Instruction ->
Render every row below as a numbered list, omitting any blank lines.

Extracted entries ->
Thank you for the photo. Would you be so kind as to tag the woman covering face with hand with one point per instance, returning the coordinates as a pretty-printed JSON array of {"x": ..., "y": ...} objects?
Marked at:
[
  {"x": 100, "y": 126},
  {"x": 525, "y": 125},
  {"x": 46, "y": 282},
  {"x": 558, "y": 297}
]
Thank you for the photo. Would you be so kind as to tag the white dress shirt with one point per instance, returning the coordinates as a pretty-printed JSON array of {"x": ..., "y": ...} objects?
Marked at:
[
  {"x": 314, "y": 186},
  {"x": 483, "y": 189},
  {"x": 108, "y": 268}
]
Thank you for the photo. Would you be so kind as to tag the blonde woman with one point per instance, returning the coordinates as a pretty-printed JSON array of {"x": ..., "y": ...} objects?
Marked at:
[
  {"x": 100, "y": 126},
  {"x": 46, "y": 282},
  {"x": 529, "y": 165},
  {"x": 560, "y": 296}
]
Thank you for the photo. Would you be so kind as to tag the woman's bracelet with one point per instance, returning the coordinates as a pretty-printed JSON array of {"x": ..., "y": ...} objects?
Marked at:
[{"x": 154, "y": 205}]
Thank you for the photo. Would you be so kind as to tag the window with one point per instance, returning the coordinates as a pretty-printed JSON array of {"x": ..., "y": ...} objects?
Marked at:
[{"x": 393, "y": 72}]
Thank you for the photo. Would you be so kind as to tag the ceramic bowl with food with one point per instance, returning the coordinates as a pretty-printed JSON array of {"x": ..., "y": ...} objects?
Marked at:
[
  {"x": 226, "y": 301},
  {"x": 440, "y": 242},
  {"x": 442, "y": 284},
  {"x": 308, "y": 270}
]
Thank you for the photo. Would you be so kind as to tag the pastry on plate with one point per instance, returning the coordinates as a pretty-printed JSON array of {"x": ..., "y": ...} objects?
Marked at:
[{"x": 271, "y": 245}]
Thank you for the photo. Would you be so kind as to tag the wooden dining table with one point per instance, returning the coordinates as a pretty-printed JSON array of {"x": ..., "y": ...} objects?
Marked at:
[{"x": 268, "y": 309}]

Answer to this task ->
1. Thank you for the photo. Would you be so kind as to tag the woman covering face with hand with one point per instance, returning the coordinates as a pretty-printed JSON array of {"x": ..., "y": ...} objects?
2. Marked at:
3. [
4.   {"x": 100, "y": 126},
5.   {"x": 525, "y": 125},
6.   {"x": 46, "y": 282},
7.   {"x": 558, "y": 297}
8. ]
9. Thank you for the photo. Would you be so kind as to tag the white dress shirt with one point per instance, returning the coordinates as a pretty-printed JSON array of {"x": ..., "y": ...} objects?
10. Marked at:
11. [
12.   {"x": 314, "y": 186},
13.   {"x": 483, "y": 189},
14.   {"x": 108, "y": 268}
15. ]
16. Thank you for the photo. Would you be so kind as to tag the blonde woman with one point per instance, returning the coordinates as a pretty-printed JSON array of {"x": ..., "y": ...} objects?
17. Marked at:
18. [
19.   {"x": 100, "y": 126},
20.   {"x": 46, "y": 282},
21.   {"x": 529, "y": 165},
22.   {"x": 560, "y": 296}
23. ]
24. Thank you for the photo. Would you be so kind as to tag the woman's bracelet with one point per instance, returning the coordinates as a pretty-printed JSON array of {"x": ..., "y": ...} objects?
25. Marked at:
26. [{"x": 154, "y": 205}]
27. Thank you for the photo. Would you be so kind as to tag the window with one point per instance, returning the coordinates as a pretty-printed JSON array of {"x": ..., "y": ...} objects?
28. Marked at:
29. [{"x": 393, "y": 72}]
30. Thank you for the photo. Would you be so kind as to tag the ceramic bowl with food with one point per instance, returning the coordinates as a pretty-printed JSON array of {"x": ..., "y": ...} objects?
31. Marked at:
32. [
33.   {"x": 226, "y": 301},
34.   {"x": 440, "y": 242},
35.   {"x": 442, "y": 284},
36.   {"x": 308, "y": 270}
37. ]
38. Thank you for the photo. Would you be so kind as to tag the pastry on plate with one point per instance, returning the coordinates as a pretty-printed JSON array of {"x": ..., "y": ...} objects?
39. Marked at:
40. [{"x": 271, "y": 245}]
41. Thank you for the photo. Would you be so kind as to tag the wooden dining table with one point per instance, returning the coordinates as a pretty-printed JSON array of {"x": ..., "y": ...} objects?
42. Marked at:
43. [{"x": 268, "y": 309}]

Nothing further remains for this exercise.